WHAT TO DO -
Search the records that follow and extract every line containing the string "illuminated".

DATA RECORDS -
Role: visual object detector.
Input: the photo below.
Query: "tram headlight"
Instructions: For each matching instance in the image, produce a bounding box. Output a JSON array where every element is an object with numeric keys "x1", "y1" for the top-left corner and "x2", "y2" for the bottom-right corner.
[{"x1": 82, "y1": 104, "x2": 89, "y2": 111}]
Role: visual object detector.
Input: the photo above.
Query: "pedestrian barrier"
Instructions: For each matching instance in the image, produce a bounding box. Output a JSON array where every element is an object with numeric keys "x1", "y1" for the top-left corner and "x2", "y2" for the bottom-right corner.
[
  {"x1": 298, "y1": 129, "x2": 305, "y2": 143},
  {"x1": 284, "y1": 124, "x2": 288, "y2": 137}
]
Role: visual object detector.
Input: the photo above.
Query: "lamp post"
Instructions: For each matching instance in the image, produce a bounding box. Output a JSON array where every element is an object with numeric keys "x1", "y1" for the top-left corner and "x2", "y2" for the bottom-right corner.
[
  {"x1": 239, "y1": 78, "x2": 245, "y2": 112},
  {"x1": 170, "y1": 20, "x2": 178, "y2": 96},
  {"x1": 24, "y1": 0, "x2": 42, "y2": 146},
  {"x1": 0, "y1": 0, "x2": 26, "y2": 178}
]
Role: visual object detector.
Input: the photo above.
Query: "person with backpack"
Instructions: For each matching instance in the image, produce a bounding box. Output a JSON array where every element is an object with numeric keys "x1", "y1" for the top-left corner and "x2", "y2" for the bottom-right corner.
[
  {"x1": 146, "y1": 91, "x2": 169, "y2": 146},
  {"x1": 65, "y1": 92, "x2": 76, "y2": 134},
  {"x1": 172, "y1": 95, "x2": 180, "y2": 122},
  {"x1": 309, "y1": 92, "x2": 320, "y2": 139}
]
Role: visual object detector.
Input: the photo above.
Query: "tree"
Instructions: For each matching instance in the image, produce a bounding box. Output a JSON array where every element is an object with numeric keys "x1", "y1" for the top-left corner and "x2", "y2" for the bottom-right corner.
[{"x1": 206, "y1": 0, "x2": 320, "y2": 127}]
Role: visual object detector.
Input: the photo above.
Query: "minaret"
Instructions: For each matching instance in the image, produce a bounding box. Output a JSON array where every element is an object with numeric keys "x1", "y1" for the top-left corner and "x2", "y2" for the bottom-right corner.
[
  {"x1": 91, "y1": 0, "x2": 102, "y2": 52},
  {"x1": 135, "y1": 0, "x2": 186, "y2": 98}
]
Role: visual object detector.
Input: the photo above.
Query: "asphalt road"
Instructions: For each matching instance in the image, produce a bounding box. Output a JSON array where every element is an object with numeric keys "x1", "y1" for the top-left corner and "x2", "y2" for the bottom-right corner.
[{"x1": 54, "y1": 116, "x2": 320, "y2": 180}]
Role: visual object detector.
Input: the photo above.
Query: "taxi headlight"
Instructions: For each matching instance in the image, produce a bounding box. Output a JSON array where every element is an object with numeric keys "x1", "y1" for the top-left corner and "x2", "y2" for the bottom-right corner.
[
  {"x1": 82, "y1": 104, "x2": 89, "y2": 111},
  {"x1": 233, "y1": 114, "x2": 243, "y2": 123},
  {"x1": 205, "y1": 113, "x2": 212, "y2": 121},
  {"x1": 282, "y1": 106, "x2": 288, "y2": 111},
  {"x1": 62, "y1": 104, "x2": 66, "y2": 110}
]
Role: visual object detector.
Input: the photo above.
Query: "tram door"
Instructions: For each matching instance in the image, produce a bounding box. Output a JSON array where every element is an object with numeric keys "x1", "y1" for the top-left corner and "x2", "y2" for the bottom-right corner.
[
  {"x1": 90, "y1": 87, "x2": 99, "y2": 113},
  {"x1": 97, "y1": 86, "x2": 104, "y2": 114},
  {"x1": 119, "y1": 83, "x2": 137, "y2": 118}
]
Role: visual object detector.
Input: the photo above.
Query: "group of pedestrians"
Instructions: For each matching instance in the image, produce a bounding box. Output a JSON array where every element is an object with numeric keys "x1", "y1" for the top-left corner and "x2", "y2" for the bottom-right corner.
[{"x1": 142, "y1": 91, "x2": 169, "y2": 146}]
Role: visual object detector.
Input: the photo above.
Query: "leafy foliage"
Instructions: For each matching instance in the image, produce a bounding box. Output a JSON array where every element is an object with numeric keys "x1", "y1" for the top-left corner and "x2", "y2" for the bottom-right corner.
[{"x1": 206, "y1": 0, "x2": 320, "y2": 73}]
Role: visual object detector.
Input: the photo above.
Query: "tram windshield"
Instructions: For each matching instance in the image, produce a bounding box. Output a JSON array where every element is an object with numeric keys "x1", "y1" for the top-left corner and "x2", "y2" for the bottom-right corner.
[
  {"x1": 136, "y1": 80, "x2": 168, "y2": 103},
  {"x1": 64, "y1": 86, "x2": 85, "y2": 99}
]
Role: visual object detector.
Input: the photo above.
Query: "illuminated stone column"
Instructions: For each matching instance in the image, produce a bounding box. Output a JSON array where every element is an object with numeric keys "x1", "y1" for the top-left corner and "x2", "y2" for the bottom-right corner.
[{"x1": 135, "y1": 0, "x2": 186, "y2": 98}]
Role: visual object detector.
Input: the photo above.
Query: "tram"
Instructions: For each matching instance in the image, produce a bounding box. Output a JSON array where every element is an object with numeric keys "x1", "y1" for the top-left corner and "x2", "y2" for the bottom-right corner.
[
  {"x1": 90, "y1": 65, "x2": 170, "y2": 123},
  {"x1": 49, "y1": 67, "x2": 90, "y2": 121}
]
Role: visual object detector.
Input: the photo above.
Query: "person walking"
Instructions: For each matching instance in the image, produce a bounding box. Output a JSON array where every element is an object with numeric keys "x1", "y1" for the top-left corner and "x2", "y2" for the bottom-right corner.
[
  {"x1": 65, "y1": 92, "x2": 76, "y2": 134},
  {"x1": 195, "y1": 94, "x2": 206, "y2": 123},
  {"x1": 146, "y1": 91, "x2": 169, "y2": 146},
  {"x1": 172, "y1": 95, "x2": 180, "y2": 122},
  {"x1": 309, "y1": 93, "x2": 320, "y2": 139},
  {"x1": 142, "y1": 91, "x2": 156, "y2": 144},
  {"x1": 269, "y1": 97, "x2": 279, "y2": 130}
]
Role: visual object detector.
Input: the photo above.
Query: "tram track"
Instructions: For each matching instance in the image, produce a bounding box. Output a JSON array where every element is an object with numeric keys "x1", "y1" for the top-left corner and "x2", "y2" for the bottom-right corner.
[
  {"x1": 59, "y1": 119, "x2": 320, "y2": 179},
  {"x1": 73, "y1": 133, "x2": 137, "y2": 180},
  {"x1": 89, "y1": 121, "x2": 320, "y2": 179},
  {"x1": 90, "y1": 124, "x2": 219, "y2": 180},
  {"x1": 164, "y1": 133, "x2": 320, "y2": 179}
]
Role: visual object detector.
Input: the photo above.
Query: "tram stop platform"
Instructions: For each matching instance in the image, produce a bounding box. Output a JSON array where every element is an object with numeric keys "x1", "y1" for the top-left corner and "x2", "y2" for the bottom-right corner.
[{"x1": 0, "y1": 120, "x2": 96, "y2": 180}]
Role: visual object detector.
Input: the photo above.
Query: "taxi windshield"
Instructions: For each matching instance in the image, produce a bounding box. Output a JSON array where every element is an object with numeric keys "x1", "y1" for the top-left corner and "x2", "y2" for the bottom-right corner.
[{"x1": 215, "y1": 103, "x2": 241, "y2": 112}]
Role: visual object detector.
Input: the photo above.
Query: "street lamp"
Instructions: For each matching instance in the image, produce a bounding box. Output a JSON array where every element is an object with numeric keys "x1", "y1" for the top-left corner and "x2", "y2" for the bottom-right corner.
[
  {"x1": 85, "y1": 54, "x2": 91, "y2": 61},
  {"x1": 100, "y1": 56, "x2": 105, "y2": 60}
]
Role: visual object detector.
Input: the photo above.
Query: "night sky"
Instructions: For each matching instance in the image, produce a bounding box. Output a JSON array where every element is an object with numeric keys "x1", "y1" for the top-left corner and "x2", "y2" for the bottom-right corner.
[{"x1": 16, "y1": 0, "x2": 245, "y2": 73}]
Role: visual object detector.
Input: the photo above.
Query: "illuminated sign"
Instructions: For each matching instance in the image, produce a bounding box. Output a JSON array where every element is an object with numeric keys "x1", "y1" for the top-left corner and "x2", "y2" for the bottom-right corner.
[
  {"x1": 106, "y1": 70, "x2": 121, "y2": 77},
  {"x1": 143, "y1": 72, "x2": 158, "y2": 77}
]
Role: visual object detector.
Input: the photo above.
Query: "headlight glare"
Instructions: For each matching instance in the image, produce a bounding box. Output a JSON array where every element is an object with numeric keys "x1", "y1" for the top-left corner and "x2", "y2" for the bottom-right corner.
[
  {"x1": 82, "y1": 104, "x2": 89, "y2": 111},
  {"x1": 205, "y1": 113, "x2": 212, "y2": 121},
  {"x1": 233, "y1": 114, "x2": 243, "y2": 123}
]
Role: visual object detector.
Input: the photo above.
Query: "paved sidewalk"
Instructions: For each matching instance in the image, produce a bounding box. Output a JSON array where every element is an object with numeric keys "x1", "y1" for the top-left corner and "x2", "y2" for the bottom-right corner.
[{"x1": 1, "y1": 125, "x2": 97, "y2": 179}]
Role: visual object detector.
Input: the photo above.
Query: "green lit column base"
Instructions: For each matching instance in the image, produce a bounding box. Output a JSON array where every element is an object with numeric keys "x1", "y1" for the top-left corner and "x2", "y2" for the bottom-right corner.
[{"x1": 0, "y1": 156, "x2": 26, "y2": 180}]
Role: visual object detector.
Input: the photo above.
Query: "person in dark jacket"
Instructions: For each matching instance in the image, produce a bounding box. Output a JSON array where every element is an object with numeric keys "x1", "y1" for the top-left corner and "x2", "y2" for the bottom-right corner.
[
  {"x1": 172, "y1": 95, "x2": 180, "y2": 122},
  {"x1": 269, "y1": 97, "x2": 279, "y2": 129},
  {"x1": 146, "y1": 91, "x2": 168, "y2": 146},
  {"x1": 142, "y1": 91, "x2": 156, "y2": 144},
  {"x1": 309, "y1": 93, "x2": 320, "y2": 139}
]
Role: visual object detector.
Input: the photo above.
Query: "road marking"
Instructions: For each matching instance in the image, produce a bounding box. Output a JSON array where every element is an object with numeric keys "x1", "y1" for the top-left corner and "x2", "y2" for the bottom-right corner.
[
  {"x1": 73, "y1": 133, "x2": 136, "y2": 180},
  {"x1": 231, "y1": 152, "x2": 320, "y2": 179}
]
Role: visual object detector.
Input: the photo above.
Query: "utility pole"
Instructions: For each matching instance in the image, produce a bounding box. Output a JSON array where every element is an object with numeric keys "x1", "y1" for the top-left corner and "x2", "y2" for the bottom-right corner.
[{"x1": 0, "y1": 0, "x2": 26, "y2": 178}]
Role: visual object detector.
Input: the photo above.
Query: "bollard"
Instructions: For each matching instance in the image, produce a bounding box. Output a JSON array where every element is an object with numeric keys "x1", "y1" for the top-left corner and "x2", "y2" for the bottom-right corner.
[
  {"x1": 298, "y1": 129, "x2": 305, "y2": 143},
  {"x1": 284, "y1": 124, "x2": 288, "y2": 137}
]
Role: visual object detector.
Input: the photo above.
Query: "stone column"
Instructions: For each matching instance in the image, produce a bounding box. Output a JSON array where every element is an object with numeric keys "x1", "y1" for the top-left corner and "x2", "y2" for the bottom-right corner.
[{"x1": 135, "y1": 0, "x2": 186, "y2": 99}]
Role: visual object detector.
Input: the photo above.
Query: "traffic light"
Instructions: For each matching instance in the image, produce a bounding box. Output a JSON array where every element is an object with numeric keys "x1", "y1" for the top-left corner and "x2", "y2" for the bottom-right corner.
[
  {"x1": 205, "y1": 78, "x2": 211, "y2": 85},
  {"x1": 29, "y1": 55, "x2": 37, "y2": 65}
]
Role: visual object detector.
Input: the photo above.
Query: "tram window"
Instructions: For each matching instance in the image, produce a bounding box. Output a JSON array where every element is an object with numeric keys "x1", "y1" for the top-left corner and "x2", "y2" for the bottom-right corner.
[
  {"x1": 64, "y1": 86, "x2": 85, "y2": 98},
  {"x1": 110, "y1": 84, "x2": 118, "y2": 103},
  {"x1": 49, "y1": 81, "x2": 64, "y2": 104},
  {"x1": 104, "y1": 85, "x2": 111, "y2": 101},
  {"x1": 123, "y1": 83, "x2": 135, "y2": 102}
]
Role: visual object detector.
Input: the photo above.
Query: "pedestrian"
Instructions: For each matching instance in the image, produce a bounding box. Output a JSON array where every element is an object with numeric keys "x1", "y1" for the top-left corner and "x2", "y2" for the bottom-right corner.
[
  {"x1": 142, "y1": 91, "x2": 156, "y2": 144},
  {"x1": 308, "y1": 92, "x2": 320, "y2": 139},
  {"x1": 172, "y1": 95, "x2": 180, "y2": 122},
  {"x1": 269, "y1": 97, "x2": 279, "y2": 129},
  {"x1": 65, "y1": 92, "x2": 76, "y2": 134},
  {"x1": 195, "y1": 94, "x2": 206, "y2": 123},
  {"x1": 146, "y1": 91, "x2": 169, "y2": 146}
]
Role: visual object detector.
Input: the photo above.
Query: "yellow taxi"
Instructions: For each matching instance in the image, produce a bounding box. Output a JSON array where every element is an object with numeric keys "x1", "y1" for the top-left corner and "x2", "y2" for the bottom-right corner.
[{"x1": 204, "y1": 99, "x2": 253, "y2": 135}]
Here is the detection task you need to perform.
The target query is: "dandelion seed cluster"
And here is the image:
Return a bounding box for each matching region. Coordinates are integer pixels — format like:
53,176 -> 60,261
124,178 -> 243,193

EXERCISE SOLUTION -
Query: "illuminated stone column"
Query: "illuminated sign"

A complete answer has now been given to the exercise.